:: WHAT YOU HAVE TO DO ::
Print the data exactly. Omit the pictures.

:: MATERIAL FOR THE TASK ::
⟨
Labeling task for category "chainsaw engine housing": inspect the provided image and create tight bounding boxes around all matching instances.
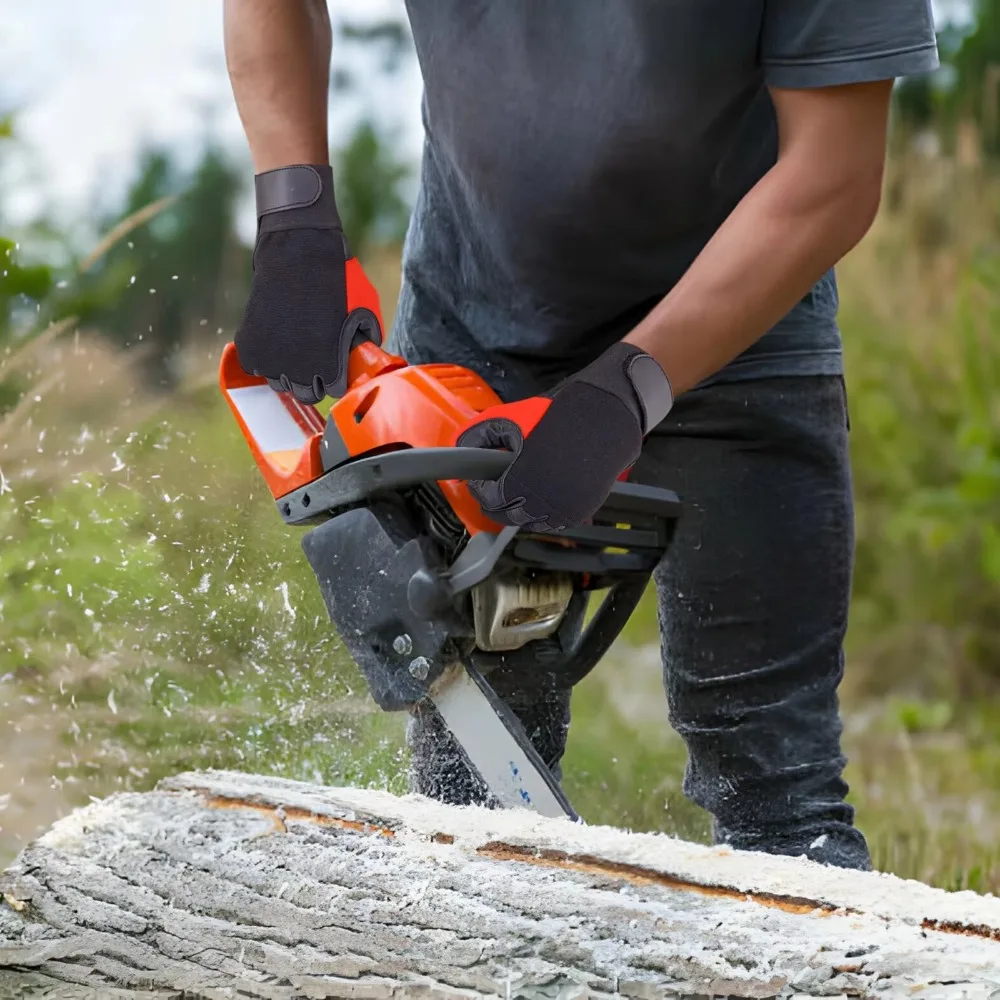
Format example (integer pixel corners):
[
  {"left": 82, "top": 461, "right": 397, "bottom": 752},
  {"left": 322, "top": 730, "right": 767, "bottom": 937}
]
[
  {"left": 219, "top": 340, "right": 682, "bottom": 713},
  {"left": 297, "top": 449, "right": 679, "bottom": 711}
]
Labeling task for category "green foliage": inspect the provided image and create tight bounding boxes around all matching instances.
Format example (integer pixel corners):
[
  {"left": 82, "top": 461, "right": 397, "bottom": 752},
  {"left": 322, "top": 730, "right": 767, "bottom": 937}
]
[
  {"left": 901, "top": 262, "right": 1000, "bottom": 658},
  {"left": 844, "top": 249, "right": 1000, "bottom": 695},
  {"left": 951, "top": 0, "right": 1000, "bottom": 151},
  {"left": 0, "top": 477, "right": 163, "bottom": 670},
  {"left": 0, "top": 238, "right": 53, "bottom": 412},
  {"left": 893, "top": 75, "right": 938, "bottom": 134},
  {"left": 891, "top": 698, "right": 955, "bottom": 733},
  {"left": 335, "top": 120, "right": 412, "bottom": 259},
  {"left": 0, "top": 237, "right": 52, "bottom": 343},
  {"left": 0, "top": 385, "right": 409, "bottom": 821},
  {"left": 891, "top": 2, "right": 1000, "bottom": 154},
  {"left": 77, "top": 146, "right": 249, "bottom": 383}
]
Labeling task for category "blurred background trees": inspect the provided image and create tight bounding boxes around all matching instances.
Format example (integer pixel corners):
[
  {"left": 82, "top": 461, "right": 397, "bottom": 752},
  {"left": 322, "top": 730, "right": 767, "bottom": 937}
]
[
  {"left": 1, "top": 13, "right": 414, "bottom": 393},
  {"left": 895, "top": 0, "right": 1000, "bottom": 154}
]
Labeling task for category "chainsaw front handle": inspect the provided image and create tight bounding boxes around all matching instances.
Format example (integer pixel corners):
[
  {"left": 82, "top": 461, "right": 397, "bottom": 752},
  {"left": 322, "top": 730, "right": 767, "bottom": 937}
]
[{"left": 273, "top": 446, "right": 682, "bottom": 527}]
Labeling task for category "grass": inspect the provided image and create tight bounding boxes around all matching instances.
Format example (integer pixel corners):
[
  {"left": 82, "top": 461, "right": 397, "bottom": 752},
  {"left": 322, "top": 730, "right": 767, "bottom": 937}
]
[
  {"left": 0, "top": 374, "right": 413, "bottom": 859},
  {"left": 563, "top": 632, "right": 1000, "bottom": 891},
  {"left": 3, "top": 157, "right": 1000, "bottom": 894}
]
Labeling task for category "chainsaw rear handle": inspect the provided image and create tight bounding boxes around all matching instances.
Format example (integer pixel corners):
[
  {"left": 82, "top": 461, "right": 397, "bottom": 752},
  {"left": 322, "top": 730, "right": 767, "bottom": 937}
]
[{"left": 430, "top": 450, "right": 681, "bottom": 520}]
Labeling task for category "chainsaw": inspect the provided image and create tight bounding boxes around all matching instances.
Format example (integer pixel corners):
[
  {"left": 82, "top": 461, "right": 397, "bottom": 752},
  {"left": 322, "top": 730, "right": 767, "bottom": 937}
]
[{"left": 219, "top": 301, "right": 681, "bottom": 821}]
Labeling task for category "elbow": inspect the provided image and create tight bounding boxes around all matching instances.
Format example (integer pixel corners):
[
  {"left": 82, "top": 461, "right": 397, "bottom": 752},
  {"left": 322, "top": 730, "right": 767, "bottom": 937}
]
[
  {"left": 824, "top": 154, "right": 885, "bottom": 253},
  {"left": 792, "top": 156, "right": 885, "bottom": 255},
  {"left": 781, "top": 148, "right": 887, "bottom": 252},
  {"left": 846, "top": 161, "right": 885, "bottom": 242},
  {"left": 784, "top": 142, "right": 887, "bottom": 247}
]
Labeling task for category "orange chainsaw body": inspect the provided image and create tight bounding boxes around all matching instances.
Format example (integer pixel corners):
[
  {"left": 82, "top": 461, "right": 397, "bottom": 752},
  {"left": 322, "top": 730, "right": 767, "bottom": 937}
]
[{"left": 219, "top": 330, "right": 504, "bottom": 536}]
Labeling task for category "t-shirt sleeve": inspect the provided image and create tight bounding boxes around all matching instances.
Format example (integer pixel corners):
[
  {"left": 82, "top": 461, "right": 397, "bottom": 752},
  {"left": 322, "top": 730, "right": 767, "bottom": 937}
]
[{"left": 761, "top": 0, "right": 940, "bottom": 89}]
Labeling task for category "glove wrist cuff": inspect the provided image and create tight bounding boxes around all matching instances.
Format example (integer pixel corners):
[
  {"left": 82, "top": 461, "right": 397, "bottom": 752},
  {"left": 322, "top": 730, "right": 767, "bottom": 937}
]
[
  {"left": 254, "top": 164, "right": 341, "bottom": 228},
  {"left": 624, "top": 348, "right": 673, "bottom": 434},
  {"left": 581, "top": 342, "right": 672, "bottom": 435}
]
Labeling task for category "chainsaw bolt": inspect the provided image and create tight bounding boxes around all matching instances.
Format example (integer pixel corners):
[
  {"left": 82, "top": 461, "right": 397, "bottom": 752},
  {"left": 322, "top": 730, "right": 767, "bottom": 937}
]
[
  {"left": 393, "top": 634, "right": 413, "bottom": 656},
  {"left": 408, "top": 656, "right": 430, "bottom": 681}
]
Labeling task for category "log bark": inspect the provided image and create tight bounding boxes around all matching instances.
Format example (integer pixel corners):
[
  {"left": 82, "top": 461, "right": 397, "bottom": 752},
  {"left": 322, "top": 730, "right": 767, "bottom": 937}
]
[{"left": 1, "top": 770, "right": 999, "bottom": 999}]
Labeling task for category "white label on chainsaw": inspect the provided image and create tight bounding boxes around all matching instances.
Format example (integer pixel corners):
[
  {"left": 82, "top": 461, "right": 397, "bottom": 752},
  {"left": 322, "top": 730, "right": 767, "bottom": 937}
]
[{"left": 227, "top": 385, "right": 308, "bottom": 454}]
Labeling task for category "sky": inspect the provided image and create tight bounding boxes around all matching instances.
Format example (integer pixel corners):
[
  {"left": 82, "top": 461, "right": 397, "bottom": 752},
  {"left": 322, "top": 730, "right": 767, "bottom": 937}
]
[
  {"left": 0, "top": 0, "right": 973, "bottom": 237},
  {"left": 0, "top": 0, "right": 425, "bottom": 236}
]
⟩
:: TASK ANSWER ::
Labeling task for category "chainsaw engine housing": inspect the provided image and create tight bounding boxes around all matching instances.
Format example (integer pixel corners):
[
  {"left": 82, "top": 461, "right": 397, "bottom": 752},
  {"left": 322, "top": 730, "right": 767, "bottom": 937}
]
[
  {"left": 219, "top": 340, "right": 682, "bottom": 713},
  {"left": 297, "top": 449, "right": 679, "bottom": 711}
]
Labeling task for category "green foliage": inspect the provided image and create tight bounding boxes around all matching instances.
Format example (integer pixel corners):
[
  {"left": 82, "top": 461, "right": 397, "bottom": 752},
  {"left": 322, "top": 730, "right": 767, "bottom": 937}
]
[
  {"left": 901, "top": 262, "right": 1000, "bottom": 658},
  {"left": 844, "top": 249, "right": 1000, "bottom": 695},
  {"left": 951, "top": 0, "right": 1000, "bottom": 151},
  {"left": 0, "top": 477, "right": 163, "bottom": 670},
  {"left": 0, "top": 238, "right": 53, "bottom": 412},
  {"left": 893, "top": 75, "right": 938, "bottom": 134},
  {"left": 891, "top": 698, "right": 955, "bottom": 733},
  {"left": 335, "top": 120, "right": 412, "bottom": 259},
  {"left": 0, "top": 237, "right": 52, "bottom": 343},
  {"left": 0, "top": 385, "right": 409, "bottom": 821},
  {"left": 891, "top": 2, "right": 1000, "bottom": 154},
  {"left": 77, "top": 146, "right": 249, "bottom": 383}
]
Labeling task for category "blurred background trees": inspect the provided image and create tight bounding boxes around all matching instances.
Format example (integer pixel corners):
[
  {"left": 82, "top": 461, "right": 397, "bottom": 752},
  {"left": 322, "top": 730, "right": 767, "bottom": 937}
]
[
  {"left": 1, "top": 13, "right": 414, "bottom": 393},
  {"left": 895, "top": 0, "right": 1000, "bottom": 154}
]
Labeling task for category "chainsaw front handle": inspect the provided image and create tight bounding boxes around all matching instances.
Format example (integer pixel corners):
[
  {"left": 82, "top": 461, "right": 397, "bottom": 752},
  {"left": 322, "top": 730, "right": 767, "bottom": 937}
]
[{"left": 273, "top": 446, "right": 682, "bottom": 527}]
Labeling task for category "grass": inspect the provided image and create tight bounding boxes around all matching instances.
Format example (integer pixel corners):
[
  {"left": 82, "top": 461, "right": 397, "bottom": 752},
  {"left": 322, "top": 730, "right": 767, "bottom": 937}
]
[
  {"left": 0, "top": 374, "right": 413, "bottom": 859},
  {"left": 563, "top": 632, "right": 1000, "bottom": 891},
  {"left": 3, "top": 157, "right": 1000, "bottom": 894}
]
Labeling task for category "chainsaw rear handle": inspect the provided image and create tight bounding boxes around all matching instances.
Format example (integer pixel corners):
[
  {"left": 82, "top": 461, "right": 397, "bottom": 752},
  {"left": 322, "top": 730, "right": 767, "bottom": 937}
]
[{"left": 430, "top": 450, "right": 681, "bottom": 520}]
Labeling task for category "chainsaw": inspect the provided image and create tight bounding boxes around all matching instances.
Format example (integer pixel corners):
[
  {"left": 82, "top": 461, "right": 397, "bottom": 752},
  {"left": 322, "top": 730, "right": 767, "bottom": 937}
]
[{"left": 219, "top": 301, "right": 681, "bottom": 821}]
Labeling task for category "elbow": inspect the provided image and create tight bounding boxes around all matching instances.
Format example (integer pixel corners):
[
  {"left": 82, "top": 461, "right": 397, "bottom": 752},
  {"left": 322, "top": 730, "right": 767, "bottom": 937}
]
[
  {"left": 824, "top": 154, "right": 885, "bottom": 253},
  {"left": 792, "top": 156, "right": 885, "bottom": 255},
  {"left": 781, "top": 148, "right": 887, "bottom": 252},
  {"left": 846, "top": 161, "right": 885, "bottom": 242},
  {"left": 784, "top": 142, "right": 887, "bottom": 247}
]
Labeling task for category "orange chainsaw body": inspect the provided image and create tight bounding boxes around all matching instances.
Format example (integer pixel corners):
[
  {"left": 82, "top": 461, "right": 397, "bottom": 752},
  {"left": 322, "top": 730, "right": 767, "bottom": 937}
]
[{"left": 219, "top": 330, "right": 504, "bottom": 536}]
Labeling task for category "t-shirt sleeve": inspect the provided image and create tight bounding boxes around all matching instances.
Format example (integer pixel corners):
[
  {"left": 82, "top": 461, "right": 397, "bottom": 752},
  {"left": 322, "top": 730, "right": 767, "bottom": 937}
]
[{"left": 761, "top": 0, "right": 940, "bottom": 89}]
Labeling task for category "glove wrist cuff": inspect the provided image and create tight bounding boxes around all matching instances.
Format example (integer pixel corners):
[
  {"left": 82, "top": 461, "right": 397, "bottom": 752},
  {"left": 322, "top": 730, "right": 767, "bottom": 937}
]
[
  {"left": 254, "top": 164, "right": 341, "bottom": 228},
  {"left": 624, "top": 348, "right": 673, "bottom": 434},
  {"left": 581, "top": 342, "right": 672, "bottom": 435}
]
Labeling task for category "chainsaw bolt": inspect the provided image and create tight bounding boxes around all matching instances.
Format example (integer pixel corners):
[
  {"left": 82, "top": 461, "right": 397, "bottom": 752},
  {"left": 322, "top": 730, "right": 767, "bottom": 937}
]
[
  {"left": 393, "top": 634, "right": 413, "bottom": 656},
  {"left": 408, "top": 656, "right": 430, "bottom": 681}
]
Labeling task for category "log bark": inspect the provided image and create tight bounding boxes around all matching instances.
Format example (integer pixel corners):
[
  {"left": 82, "top": 461, "right": 397, "bottom": 752},
  {"left": 322, "top": 730, "right": 767, "bottom": 937}
]
[{"left": 1, "top": 770, "right": 999, "bottom": 999}]
Labeling task for category "white label on chainsaw": inspect the provided image and create tight bounding boxes around all matching instances.
Format example (integer pixel corners):
[
  {"left": 82, "top": 461, "right": 397, "bottom": 752},
  {"left": 322, "top": 730, "right": 767, "bottom": 937}
]
[{"left": 227, "top": 385, "right": 308, "bottom": 454}]
Labeling task for category "sky": inspect the provided image and create tight bounding boxes around all matching instances.
Format example (integer pixel corners):
[
  {"left": 82, "top": 461, "right": 397, "bottom": 752},
  {"left": 322, "top": 730, "right": 767, "bottom": 937}
]
[
  {"left": 0, "top": 0, "right": 973, "bottom": 237},
  {"left": 0, "top": 0, "right": 425, "bottom": 236}
]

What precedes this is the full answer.